(Natural-language object grounding data)

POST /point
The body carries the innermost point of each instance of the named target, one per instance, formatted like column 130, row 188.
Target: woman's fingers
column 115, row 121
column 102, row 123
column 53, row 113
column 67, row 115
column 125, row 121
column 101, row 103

§ **AIM OF THE EXERCISE**
Your task is to give back every record exactly.

§ **RESPONSE TO THIS TASK**
POST /point
The body carries the innermost point of each instance of the named target, one per instance, formatted like column 130, row 188.
Target: woman's fingers
column 115, row 121
column 102, row 123
column 53, row 113
column 67, row 115
column 125, row 121
column 101, row 103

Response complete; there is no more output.